● Zadanie do wykonania
Przepisz poniższe wpisy, zamieniając w każdym z nich „scan” na „examine”. Resztę tekstu pozostaw bez zmian.

● Zbiór danych
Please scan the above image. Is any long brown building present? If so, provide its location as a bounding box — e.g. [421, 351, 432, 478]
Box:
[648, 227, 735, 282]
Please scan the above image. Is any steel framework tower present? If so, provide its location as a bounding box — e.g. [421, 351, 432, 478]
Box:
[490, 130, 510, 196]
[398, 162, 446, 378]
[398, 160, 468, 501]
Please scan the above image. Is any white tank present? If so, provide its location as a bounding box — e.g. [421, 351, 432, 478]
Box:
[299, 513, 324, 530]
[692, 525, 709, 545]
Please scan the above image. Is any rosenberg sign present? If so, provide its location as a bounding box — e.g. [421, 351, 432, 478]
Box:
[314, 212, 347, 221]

● Rozwiązanie zadania
Please examine the above image. Is any long brown building present? If so, provide its location as a bounding box — e.g. [421, 351, 432, 478]
Box:
[648, 227, 735, 282]
Please examine the above image. Is any steel framework tower present? If so, provide its location as a bounding box — e.g. [421, 351, 432, 478]
Box:
[490, 130, 510, 196]
[398, 162, 446, 378]
[398, 160, 468, 501]
Please examine the above image. Is any white tank present? If so, provide its location as a bounding box — e.g. [421, 351, 432, 478]
Box:
[299, 513, 324, 530]
[692, 525, 709, 545]
Please examine the above image. Is any rosenberg sign present? If so, provide its location as a bounding box — e.g. [421, 351, 432, 478]
Box:
[314, 212, 347, 221]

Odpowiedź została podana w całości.